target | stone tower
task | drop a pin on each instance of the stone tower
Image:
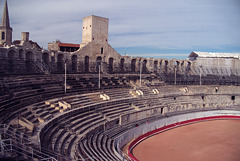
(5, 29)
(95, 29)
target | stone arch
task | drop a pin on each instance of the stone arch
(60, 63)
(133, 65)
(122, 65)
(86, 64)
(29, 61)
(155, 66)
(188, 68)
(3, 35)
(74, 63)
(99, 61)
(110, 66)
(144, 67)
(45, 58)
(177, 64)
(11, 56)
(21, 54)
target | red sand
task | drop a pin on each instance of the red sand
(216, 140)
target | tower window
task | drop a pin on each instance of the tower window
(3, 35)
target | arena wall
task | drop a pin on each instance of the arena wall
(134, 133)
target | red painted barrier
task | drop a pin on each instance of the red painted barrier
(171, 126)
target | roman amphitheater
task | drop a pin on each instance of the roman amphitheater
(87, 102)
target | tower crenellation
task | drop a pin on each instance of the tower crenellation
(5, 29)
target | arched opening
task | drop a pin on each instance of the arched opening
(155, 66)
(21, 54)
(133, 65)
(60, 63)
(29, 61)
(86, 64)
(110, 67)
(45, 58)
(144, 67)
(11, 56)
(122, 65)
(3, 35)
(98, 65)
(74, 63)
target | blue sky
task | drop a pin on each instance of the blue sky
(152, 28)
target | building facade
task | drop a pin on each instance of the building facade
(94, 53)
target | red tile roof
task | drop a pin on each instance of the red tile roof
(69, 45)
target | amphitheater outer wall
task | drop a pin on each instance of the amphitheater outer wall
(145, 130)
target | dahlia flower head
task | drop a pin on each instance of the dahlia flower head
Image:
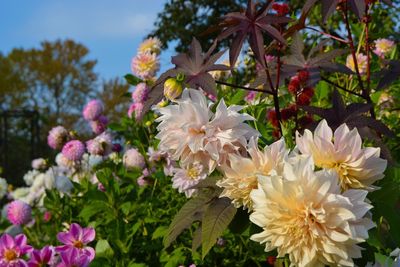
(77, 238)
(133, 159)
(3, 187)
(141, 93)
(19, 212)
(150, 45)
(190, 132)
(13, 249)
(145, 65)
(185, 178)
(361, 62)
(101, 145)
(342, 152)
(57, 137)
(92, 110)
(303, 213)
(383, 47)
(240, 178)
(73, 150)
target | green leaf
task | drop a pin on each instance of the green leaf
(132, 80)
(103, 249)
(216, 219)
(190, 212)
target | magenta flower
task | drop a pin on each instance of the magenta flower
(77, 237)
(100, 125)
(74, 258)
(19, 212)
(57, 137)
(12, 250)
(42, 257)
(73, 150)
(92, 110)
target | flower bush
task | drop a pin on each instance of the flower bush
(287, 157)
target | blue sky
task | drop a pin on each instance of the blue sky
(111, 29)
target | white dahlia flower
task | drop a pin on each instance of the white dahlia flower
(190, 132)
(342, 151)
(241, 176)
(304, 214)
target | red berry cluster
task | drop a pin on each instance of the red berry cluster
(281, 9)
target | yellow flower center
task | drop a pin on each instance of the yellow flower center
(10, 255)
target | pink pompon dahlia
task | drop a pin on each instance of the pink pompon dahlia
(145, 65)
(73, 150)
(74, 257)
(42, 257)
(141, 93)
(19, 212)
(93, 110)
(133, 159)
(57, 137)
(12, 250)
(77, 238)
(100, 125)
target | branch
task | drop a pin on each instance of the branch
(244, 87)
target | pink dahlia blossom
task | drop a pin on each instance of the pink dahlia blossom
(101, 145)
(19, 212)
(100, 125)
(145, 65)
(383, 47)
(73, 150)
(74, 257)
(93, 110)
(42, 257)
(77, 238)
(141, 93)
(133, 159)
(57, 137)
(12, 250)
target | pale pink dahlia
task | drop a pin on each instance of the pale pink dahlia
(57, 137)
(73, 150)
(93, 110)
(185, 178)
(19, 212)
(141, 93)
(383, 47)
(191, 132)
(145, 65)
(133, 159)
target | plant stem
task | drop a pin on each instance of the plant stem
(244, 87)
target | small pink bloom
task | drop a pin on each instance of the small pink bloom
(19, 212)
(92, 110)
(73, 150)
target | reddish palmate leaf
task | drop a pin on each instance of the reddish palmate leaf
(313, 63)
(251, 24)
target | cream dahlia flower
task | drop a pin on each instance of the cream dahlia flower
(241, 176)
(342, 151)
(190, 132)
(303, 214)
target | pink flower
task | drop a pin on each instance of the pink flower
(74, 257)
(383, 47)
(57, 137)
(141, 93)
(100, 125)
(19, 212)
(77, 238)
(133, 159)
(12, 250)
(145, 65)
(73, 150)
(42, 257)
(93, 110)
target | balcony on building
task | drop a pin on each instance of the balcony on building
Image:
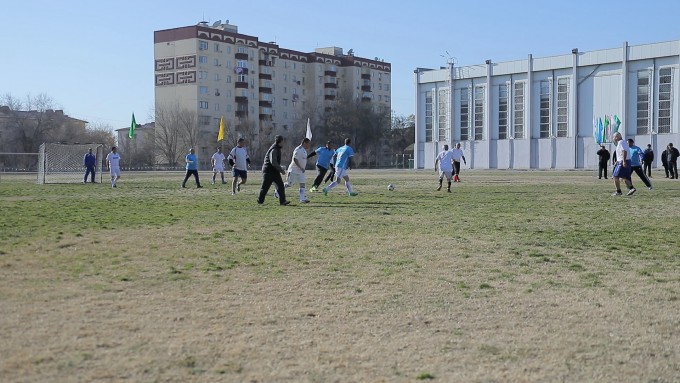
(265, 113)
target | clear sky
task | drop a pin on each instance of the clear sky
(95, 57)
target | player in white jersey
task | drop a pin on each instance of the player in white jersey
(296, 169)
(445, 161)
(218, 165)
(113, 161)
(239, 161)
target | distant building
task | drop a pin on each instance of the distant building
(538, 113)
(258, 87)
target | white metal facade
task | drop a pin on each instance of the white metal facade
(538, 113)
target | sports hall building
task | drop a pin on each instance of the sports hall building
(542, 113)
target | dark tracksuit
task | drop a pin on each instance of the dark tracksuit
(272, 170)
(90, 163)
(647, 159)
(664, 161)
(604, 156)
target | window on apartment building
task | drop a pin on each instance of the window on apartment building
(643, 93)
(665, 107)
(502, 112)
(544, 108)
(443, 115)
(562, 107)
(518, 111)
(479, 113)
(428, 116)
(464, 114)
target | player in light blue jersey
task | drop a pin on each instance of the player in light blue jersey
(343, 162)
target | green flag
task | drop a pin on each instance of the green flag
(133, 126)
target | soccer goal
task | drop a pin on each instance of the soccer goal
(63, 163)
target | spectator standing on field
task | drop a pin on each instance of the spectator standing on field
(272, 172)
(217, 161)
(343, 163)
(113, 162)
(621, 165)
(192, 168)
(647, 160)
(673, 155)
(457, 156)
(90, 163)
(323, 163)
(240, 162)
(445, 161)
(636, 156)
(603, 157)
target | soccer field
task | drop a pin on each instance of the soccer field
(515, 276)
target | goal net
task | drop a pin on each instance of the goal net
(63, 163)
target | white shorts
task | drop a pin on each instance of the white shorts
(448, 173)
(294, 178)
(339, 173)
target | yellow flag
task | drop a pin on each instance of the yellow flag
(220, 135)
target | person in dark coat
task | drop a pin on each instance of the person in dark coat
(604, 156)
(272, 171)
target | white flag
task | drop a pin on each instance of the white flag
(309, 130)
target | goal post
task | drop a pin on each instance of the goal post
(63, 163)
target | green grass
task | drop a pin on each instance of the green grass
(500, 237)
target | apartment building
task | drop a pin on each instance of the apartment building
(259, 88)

→ The task
Word for word, restate the lines running from the one containing "the yellow flag" through the final line of the records above, and nothing besides.

→ Answer box
task | drop a pin on each instance of the yellow flag
(220, 135)
target | person in dark coat
task | drop a pin on each instance of the person in dark coat
(604, 156)
(272, 171)
target | white flag
task | drop a pin on each instance of the white flag
(309, 130)
target | goal post
task | drop a pin on each instance of the goal post
(63, 163)
target | green grass
task | drop a pin on each instance of the green grass
(500, 237)
target | apartment building
task | drop a pin on each instance of the apartment building
(259, 88)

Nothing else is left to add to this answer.